[EXERCISE INPUT Boundary: Start]

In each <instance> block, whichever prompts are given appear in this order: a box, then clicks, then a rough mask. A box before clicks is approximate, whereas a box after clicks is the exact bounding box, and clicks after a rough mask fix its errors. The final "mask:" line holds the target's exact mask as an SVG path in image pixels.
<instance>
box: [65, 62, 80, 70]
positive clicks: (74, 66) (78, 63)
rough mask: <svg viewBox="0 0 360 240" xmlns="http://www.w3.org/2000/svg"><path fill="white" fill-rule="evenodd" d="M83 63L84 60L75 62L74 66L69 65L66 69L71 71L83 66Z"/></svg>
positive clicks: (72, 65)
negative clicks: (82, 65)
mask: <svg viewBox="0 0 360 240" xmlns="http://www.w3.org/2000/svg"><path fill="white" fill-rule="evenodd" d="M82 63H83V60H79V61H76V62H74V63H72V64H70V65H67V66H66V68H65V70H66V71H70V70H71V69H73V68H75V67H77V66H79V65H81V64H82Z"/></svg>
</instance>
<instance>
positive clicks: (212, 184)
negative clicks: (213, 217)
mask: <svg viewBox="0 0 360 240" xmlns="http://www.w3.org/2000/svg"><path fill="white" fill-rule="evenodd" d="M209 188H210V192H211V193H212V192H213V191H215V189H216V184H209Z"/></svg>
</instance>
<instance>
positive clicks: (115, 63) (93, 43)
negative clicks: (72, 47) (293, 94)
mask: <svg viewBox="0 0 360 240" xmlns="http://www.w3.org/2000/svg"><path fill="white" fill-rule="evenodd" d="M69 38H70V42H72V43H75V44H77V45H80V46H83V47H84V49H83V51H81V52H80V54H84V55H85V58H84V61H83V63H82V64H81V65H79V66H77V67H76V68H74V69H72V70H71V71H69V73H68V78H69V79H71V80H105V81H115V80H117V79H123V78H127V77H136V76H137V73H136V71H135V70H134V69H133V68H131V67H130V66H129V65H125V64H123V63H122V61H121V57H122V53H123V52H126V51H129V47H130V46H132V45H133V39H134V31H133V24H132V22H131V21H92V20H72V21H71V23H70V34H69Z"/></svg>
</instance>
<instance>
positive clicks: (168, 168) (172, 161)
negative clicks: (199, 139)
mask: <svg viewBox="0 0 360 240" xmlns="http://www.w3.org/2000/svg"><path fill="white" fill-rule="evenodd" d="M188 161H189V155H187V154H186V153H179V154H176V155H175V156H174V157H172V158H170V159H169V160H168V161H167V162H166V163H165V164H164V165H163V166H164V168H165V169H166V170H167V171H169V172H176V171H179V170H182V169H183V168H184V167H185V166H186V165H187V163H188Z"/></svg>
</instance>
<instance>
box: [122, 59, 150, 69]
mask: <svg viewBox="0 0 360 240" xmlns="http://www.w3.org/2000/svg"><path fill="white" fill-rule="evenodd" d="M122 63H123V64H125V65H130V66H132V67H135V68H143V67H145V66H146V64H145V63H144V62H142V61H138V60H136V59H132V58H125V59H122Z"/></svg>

[EXERCISE INPUT Boundary: End]

INSTRUCTIONS TO FOLLOW
Determine how many lines of the entries hold "rough", and reply with that number only.

OUTPUT FOR THIS TASK
2